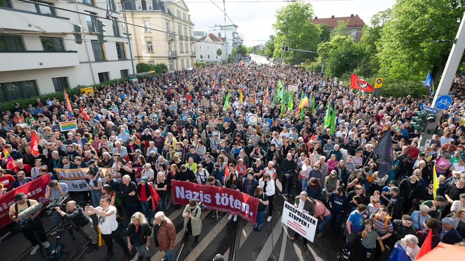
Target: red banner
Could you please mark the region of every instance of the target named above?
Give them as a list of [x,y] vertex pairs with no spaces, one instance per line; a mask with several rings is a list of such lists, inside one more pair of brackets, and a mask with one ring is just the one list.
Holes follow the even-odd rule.
[[10,219],[10,206],[15,204],[15,195],[23,192],[27,194],[27,198],[37,200],[45,204],[45,188],[50,181],[50,176],[44,175],[34,180],[8,191],[0,196],[0,227],[12,222]]
[[231,189],[174,179],[171,188],[176,204],[187,205],[190,199],[195,199],[207,208],[236,215],[255,223],[258,207],[256,197]]

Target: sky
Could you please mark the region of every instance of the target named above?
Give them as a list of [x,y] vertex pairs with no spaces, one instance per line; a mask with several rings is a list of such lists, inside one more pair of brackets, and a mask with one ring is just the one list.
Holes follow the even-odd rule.
[[[189,8],[194,31],[205,31],[216,24],[224,24],[223,2],[221,0],[184,0]],[[251,46],[264,44],[271,34],[274,34],[273,24],[276,11],[289,4],[279,0],[226,0],[226,14],[238,25],[238,30],[244,39],[244,44]],[[256,2],[258,1],[269,1]],[[233,2],[240,1],[242,2]],[[391,7],[395,0],[307,0],[313,7],[315,16],[320,18],[358,15],[365,23],[380,11]],[[231,23],[226,18],[226,23]]]

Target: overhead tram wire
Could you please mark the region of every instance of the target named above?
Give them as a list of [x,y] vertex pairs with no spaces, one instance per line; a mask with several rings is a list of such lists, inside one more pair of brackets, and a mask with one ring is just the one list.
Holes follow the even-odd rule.
[[[34,2],[34,1],[29,1],[28,0],[19,0],[19,1],[22,1],[22,2],[26,2],[26,3],[33,3],[33,4],[37,4],[37,5],[42,5],[42,6],[47,6],[47,7],[50,7],[50,5],[49,5],[49,4],[46,4],[46,3],[42,3],[42,2]],[[168,34],[170,34],[173,35],[176,35],[176,36],[180,36],[180,37],[184,37],[184,38],[188,38],[188,39],[191,39],[192,41],[194,41],[194,42],[205,42],[205,43],[209,43],[209,44],[216,44],[216,45],[222,45],[222,44],[217,44],[217,43],[216,43],[210,42],[206,41],[205,41],[205,40],[199,40],[199,39],[196,39],[195,38],[194,38],[193,37],[190,37],[187,36],[185,36],[185,35],[181,35],[181,34],[177,34],[177,33],[175,33],[175,32],[168,32],[168,31],[165,31],[165,30],[160,30],[160,29],[158,29],[153,28],[151,28],[151,27],[147,27],[147,26],[143,26],[143,25],[139,25],[139,24],[135,24],[135,23],[130,23],[130,22],[122,22],[122,21],[119,21],[119,20],[113,20],[113,19],[109,19],[108,18],[107,18],[107,17],[106,17],[100,16],[98,16],[98,15],[94,15],[94,14],[90,14],[90,13],[84,13],[84,12],[80,12],[80,11],[74,11],[74,10],[68,10],[68,9],[67,9],[66,8],[62,8],[62,7],[57,7],[57,6],[53,6],[53,8],[55,8],[55,9],[58,9],[58,10],[63,10],[63,11],[68,11],[68,12],[71,12],[71,13],[76,13],[76,14],[81,14],[81,15],[87,15],[87,16],[92,16],[92,17],[96,17],[96,18],[100,18],[100,19],[105,19],[105,20],[110,20],[110,21],[115,21],[115,22],[119,22],[119,23],[123,23],[123,24],[129,24],[129,25],[133,25],[133,26],[136,26],[136,27],[140,27],[140,28],[143,28],[150,29],[150,30],[154,30],[154,31],[157,31],[157,32],[162,32],[162,33],[168,33]]]

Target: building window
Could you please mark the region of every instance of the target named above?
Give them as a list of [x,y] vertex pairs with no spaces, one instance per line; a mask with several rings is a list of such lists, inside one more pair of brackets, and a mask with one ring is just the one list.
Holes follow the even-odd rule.
[[[96,15],[95,13],[91,13],[88,12],[91,15]],[[97,31],[97,18],[94,16],[86,16],[86,21],[87,22],[87,28],[89,31],[91,32],[95,32]]]
[[98,73],[98,80],[100,81],[100,83],[110,81],[110,72]]
[[99,44],[96,40],[91,41],[92,44],[92,50],[95,61],[105,61],[105,51],[103,50],[103,44]]
[[0,51],[24,51],[24,44],[21,36],[0,35]]
[[0,7],[11,8],[11,4],[9,0],[0,0]]
[[52,82],[55,87],[55,91],[63,91],[66,87],[70,86],[68,84],[68,77],[52,78]]
[[126,51],[124,49],[124,43],[116,43],[116,53],[118,54],[118,60],[126,59]]
[[129,69],[119,70],[119,72],[121,73],[121,78],[127,77],[129,75]]
[[39,96],[35,80],[0,83],[0,102]]
[[144,20],[144,32],[147,32],[150,31],[150,22],[147,20]]
[[[47,3],[46,2],[43,2],[41,1],[37,1],[34,0],[33,1],[41,3],[45,3],[48,4],[50,6],[53,6],[53,4],[50,3]],[[35,3],[31,3],[31,8],[32,9],[33,12],[36,12],[39,14],[42,14],[43,15],[48,15],[51,16],[55,15],[55,9],[52,7],[49,7],[48,6],[46,6],[45,5],[39,5]]]
[[92,5],[95,5],[95,4],[93,3],[93,0],[82,0],[82,2],[88,4],[92,4]]
[[61,38],[41,37],[40,41],[42,43],[42,47],[44,48],[44,51],[61,51],[65,50],[63,40]]
[[118,21],[117,19],[114,18],[114,20],[113,20],[113,35],[115,36],[121,36],[121,34],[119,34],[119,26],[118,26]]
[[153,51],[153,45],[152,44],[151,40],[147,41],[146,43],[146,45],[147,45],[147,52]]

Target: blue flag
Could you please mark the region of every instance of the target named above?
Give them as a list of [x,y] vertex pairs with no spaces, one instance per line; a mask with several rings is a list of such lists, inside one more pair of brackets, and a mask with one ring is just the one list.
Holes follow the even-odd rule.
[[431,96],[433,96],[433,92],[434,92],[434,85],[433,83],[433,76],[431,76],[430,72],[428,72],[426,80],[425,80],[425,82],[423,84],[429,87],[429,93],[431,94]]
[[412,259],[407,255],[405,250],[399,244],[395,245],[397,247],[393,249],[388,261],[412,261]]

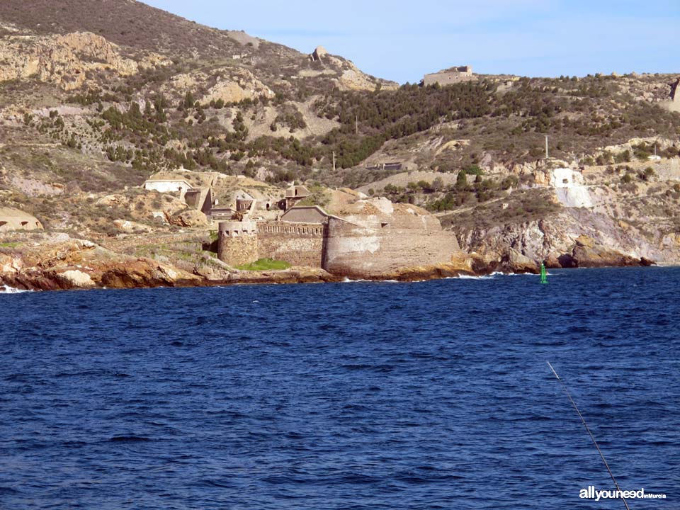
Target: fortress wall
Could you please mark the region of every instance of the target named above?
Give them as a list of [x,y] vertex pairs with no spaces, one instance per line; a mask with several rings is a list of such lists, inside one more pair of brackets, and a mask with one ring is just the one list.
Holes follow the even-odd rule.
[[441,230],[367,229],[333,218],[328,229],[324,268],[348,276],[445,264],[459,250],[453,234]]
[[259,256],[293,266],[323,267],[325,230],[325,226],[319,223],[259,222]]
[[260,258],[257,236],[254,234],[244,234],[237,237],[220,235],[217,241],[217,258],[230,266],[254,262]]

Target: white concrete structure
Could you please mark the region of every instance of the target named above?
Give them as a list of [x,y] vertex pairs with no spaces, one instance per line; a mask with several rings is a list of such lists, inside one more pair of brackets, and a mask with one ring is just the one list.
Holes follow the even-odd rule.
[[190,189],[193,189],[184,179],[148,179],[144,183],[145,190],[154,190],[159,193],[179,193],[180,198],[184,197]]
[[550,186],[555,188],[557,199],[565,207],[593,207],[584,183],[583,174],[577,170],[561,168],[550,171]]

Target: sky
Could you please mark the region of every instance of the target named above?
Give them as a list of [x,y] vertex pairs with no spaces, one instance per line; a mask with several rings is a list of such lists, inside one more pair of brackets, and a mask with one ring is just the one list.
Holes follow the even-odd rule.
[[324,46],[403,84],[482,74],[680,74],[680,0],[144,0],[204,25],[311,53]]

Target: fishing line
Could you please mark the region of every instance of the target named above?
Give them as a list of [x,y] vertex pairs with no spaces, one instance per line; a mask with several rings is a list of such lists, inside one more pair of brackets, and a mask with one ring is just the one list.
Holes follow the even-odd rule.
[[[590,438],[593,440],[593,444],[595,445],[595,448],[597,448],[597,453],[600,454],[600,457],[602,458],[602,462],[604,463],[604,467],[607,468],[607,472],[609,473],[609,476],[611,477],[612,481],[614,482],[614,485],[616,486],[616,489],[623,494],[623,491],[621,490],[621,488],[618,486],[618,482],[616,481],[616,479],[614,478],[614,475],[611,472],[611,470],[609,469],[609,465],[607,464],[606,460],[604,458],[604,455],[602,453],[602,450],[600,450],[599,445],[597,444],[597,441],[595,441],[595,436],[593,436],[593,433],[590,431],[590,427],[588,426],[588,424],[586,423],[586,420],[584,419],[583,415],[581,414],[581,412],[579,411],[578,407],[576,405],[576,402],[574,402],[574,399],[572,398],[572,395],[569,393],[569,390],[567,389],[567,385],[565,382],[560,378],[560,376],[557,375],[557,373],[555,371],[555,368],[552,368],[552,366],[550,365],[550,361],[546,362],[548,366],[550,368],[550,370],[552,370],[552,373],[555,374],[555,376],[557,378],[557,380],[560,381],[562,384],[562,389],[565,390],[565,393],[567,394],[567,398],[569,399],[569,401],[572,403],[572,405],[574,406],[574,409],[576,409],[576,412],[579,414],[579,418],[581,419],[581,423],[583,424],[583,426],[586,428],[586,430],[588,431],[588,434],[590,435]],[[623,504],[625,505],[626,510],[630,510],[630,508],[628,506],[628,504],[625,502],[625,498],[621,496],[621,501],[623,502]]]

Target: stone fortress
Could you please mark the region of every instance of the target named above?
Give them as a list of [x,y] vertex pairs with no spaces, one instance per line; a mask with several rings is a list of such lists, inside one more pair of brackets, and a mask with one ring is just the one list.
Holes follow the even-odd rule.
[[[305,191],[291,186],[285,200]],[[218,258],[230,266],[273,259],[363,278],[448,264],[460,252],[455,235],[414,205],[360,198],[343,208],[341,217],[317,205],[288,204],[275,220],[246,214],[220,222]]]
[[438,72],[426,74],[423,76],[423,84],[426,86],[438,83],[442,86],[444,86],[446,85],[460,83],[461,81],[471,81],[476,79],[477,76],[472,74],[472,68],[471,66],[458,66],[457,67],[443,69]]

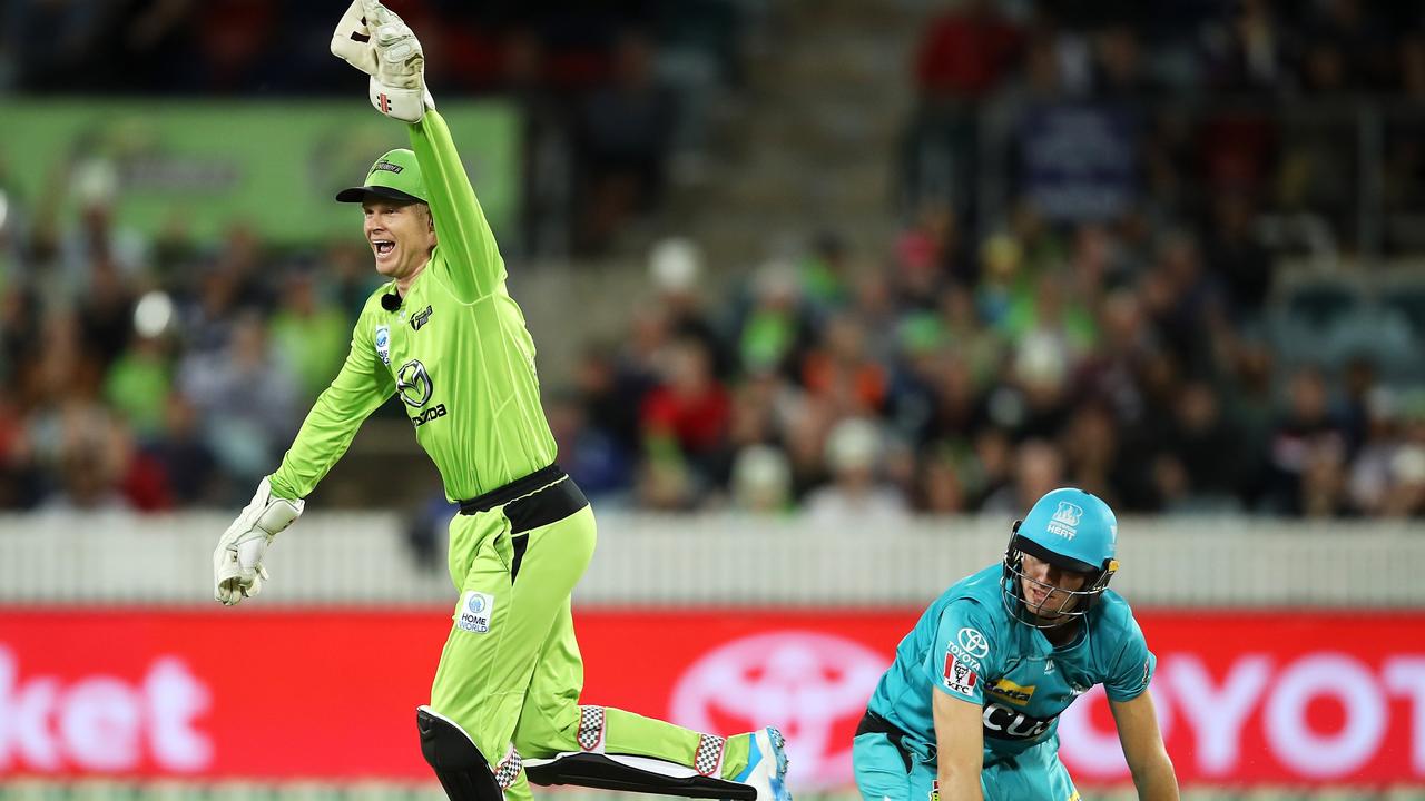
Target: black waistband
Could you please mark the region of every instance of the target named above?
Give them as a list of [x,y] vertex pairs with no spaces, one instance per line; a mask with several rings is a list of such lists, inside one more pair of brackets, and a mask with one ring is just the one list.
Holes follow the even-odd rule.
[[[889,720],[878,715],[876,713],[866,710],[866,714],[861,717],[861,723],[856,724],[856,737],[862,734],[885,734],[886,740],[895,745],[896,751],[901,751],[901,761],[905,763],[905,770],[911,770],[911,750],[905,747],[905,738],[909,737],[905,731],[901,731]],[[931,758],[935,758],[935,745],[929,747]]]
[[589,499],[559,465],[550,465],[479,497],[462,500],[460,515],[477,515],[499,506],[504,507],[510,530],[517,534],[563,520],[589,506]]

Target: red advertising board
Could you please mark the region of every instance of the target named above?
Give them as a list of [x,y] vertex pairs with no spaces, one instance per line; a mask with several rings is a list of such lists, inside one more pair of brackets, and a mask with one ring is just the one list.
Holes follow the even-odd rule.
[[[798,787],[851,781],[872,686],[919,610],[576,613],[584,701],[732,734],[778,724]],[[1425,785],[1425,613],[1140,611],[1184,782]],[[0,777],[426,778],[449,611],[0,610]],[[1060,721],[1127,780],[1096,690]]]

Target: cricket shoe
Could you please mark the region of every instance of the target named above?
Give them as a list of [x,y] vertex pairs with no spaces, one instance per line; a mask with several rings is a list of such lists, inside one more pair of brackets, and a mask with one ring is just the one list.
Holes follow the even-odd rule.
[[732,781],[757,790],[757,801],[792,801],[787,787],[787,740],[775,725],[752,733],[747,744],[747,770]]

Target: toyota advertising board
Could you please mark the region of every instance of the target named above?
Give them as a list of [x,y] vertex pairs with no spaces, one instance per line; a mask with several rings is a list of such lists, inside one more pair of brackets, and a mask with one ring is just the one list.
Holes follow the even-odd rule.
[[[777,724],[798,787],[846,787],[865,700],[918,611],[586,609],[584,700],[720,734]],[[415,706],[447,619],[0,611],[0,777],[423,780]],[[1184,784],[1425,787],[1425,613],[1139,620]],[[1102,688],[1060,734],[1080,782],[1129,780]]]

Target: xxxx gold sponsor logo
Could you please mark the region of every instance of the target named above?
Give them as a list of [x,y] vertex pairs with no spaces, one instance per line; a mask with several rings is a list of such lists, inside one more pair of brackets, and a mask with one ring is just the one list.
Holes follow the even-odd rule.
[[989,691],[1003,701],[1015,704],[1016,707],[1023,707],[1027,706],[1029,700],[1035,697],[1035,684],[1020,687],[1009,678],[1000,678],[989,688]]

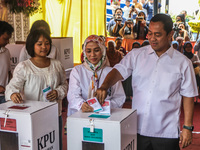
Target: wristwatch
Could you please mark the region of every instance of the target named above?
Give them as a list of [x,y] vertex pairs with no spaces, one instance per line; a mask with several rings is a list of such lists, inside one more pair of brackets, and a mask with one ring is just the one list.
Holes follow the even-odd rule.
[[188,129],[188,130],[190,130],[190,131],[193,131],[193,130],[194,130],[194,126],[185,126],[185,125],[183,125],[183,128],[184,128],[184,129]]

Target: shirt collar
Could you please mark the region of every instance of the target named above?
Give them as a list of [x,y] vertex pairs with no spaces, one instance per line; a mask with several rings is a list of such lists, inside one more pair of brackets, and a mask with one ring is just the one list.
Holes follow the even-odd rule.
[[3,53],[3,52],[5,52],[5,51],[6,51],[6,48],[5,48],[5,47],[1,47],[1,48],[0,48],[0,54]]
[[[173,52],[174,52],[174,49],[173,49],[173,47],[171,46],[171,47],[170,47],[165,53],[163,53],[163,54],[167,54],[170,58],[172,58]],[[148,48],[148,54],[153,54],[153,53],[156,54],[156,52],[153,50],[153,48],[152,48],[151,46],[149,46],[149,48]],[[162,55],[163,55],[163,54],[162,54]]]

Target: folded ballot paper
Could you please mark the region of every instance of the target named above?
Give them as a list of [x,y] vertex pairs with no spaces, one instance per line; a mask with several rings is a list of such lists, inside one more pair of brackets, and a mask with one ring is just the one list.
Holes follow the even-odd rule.
[[96,97],[87,99],[86,101],[94,109],[94,112],[103,111],[103,108],[101,107],[101,105]]
[[110,100],[105,100],[103,105],[100,105],[97,98],[94,97],[94,98],[88,99],[87,103],[94,109],[95,113],[98,113],[98,115],[110,116]]

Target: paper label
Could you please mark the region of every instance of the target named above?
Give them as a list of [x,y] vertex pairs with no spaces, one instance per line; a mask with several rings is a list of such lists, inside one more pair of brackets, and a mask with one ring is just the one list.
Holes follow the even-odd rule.
[[17,131],[16,119],[6,120],[6,125],[4,127],[5,118],[0,118],[0,130]]
[[48,100],[46,97],[47,97],[47,94],[48,94],[50,91],[52,91],[50,86],[48,86],[47,88],[44,88],[44,89],[42,90],[43,96],[44,96],[44,98],[45,98],[45,100],[46,100],[47,102],[48,102],[49,100]]
[[103,130],[95,128],[94,132],[90,132],[90,128],[83,128],[83,140],[103,142]]
[[29,106],[25,106],[25,105],[22,105],[22,106],[14,105],[14,106],[11,106],[11,107],[8,107],[8,108],[9,108],[9,109],[19,109],[19,110],[24,110],[24,109],[29,108]]
[[94,112],[100,112],[103,110],[96,97],[88,99],[86,101],[94,109]]

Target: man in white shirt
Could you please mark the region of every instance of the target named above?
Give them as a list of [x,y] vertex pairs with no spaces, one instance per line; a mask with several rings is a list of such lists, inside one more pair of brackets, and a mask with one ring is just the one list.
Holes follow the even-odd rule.
[[9,43],[13,27],[5,21],[0,21],[0,104],[5,102],[5,86],[11,78],[10,53],[5,46]]
[[[94,96],[102,103],[107,89],[132,75],[132,109],[138,114],[139,150],[179,150],[192,142],[194,97],[198,95],[192,63],[170,46],[173,22],[155,15],[149,25],[150,45],[129,52],[105,78]],[[184,126],[179,116],[183,100]]]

○ ○ ○ ○ ○ ○ ○

Exercise objective:
Begin with the line that contains "Target: man in white shirt" and set down each line exactly until the records above end, including the final line.

Written answer:
Target: man in white shirt
Could you please mark the region of every instance of the target named above?
Give them as a list of [x,y] vertex pairs with no spaces, one instance per line; a mask with several rings is a list of such lists, inside one more pair of brackets, and a mask with one ring is just the one list.
Holes follow the even-odd rule.
[[9,43],[13,27],[5,21],[0,21],[0,104],[5,102],[5,86],[11,78],[10,53],[5,46]]
[[[94,96],[102,103],[107,89],[132,75],[132,109],[138,114],[139,150],[179,150],[192,142],[194,97],[198,95],[192,63],[170,46],[173,22],[155,15],[149,25],[150,45],[129,52],[105,78]],[[184,126],[179,116],[183,100]]]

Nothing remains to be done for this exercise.